Each line from the one containing "find me the sidewalk" through the last line of the entries below is to be transcribed exactly. Nothing else belongs in the reply.
⁂
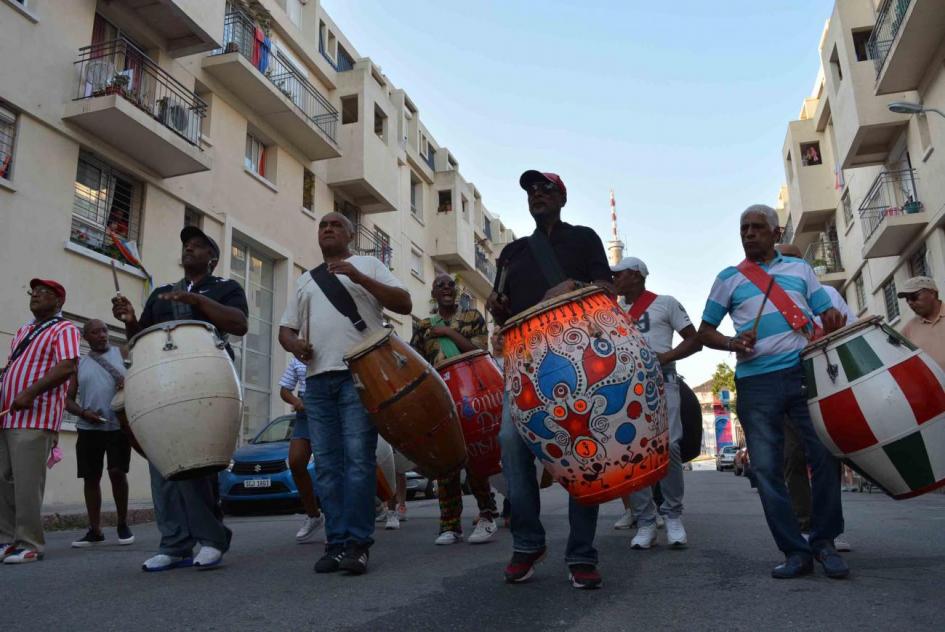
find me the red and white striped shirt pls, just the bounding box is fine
[0,318,81,431]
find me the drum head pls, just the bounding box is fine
[128,319,215,350]
[801,315,883,358]
[343,327,393,363]
[500,285,608,333]
[434,348,490,370]
[678,379,703,463]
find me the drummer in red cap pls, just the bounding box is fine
[1,279,81,564]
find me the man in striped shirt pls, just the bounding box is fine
[698,205,849,580]
[0,279,81,564]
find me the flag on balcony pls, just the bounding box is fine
[108,228,153,294]
[834,162,845,190]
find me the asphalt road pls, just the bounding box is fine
[5,469,945,632]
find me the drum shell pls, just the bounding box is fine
[376,437,395,502]
[501,288,669,505]
[125,321,242,480]
[802,318,945,499]
[346,333,466,478]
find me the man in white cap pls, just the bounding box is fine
[900,276,944,371]
[610,257,701,549]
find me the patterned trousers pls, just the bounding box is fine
[437,470,497,534]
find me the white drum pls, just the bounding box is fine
[125,320,242,480]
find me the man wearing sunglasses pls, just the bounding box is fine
[900,276,944,371]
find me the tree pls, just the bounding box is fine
[711,362,735,398]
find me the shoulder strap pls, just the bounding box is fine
[0,317,63,382]
[736,260,810,331]
[527,228,567,288]
[88,350,124,387]
[310,263,367,332]
[628,291,659,321]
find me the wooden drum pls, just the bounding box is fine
[436,350,504,479]
[501,286,669,505]
[344,328,466,478]
[803,316,945,499]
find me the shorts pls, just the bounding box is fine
[76,429,132,479]
[291,410,310,441]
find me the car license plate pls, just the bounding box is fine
[244,478,271,489]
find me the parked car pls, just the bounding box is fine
[716,445,738,471]
[733,446,750,476]
[405,470,435,500]
[219,414,314,514]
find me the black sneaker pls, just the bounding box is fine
[504,547,547,583]
[117,524,135,545]
[814,545,850,579]
[314,545,345,573]
[71,530,105,548]
[339,543,370,575]
[568,564,602,589]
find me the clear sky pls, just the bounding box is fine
[323,0,834,385]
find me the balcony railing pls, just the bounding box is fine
[858,168,921,240]
[781,217,795,245]
[803,238,843,275]
[475,247,495,282]
[424,148,436,171]
[73,37,206,145]
[353,224,392,269]
[216,11,338,142]
[318,38,355,72]
[867,0,913,76]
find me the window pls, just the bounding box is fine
[184,206,202,229]
[373,104,387,142]
[374,227,392,268]
[852,29,873,62]
[0,101,16,180]
[841,190,853,227]
[341,95,358,124]
[461,195,469,221]
[70,150,142,259]
[829,46,843,86]
[800,142,822,166]
[883,280,900,321]
[302,168,314,211]
[244,133,267,177]
[410,246,423,279]
[438,190,452,213]
[419,133,429,157]
[909,245,929,277]
[410,177,422,219]
[854,274,866,313]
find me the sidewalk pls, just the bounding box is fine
[42,499,155,531]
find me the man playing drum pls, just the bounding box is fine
[112,226,248,572]
[611,257,701,550]
[279,212,411,576]
[697,204,848,579]
[899,276,945,372]
[487,170,614,589]
[411,273,499,545]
⁂
#### [RESPONSE BOX]
find me the sidewalk pls, just the bounding box is fine
[42,499,155,531]
find me the man playing drum pls, just the bounding box is fine
[112,226,248,572]
[611,257,701,550]
[279,212,411,576]
[697,204,848,579]
[899,276,945,372]
[487,170,614,589]
[411,273,499,545]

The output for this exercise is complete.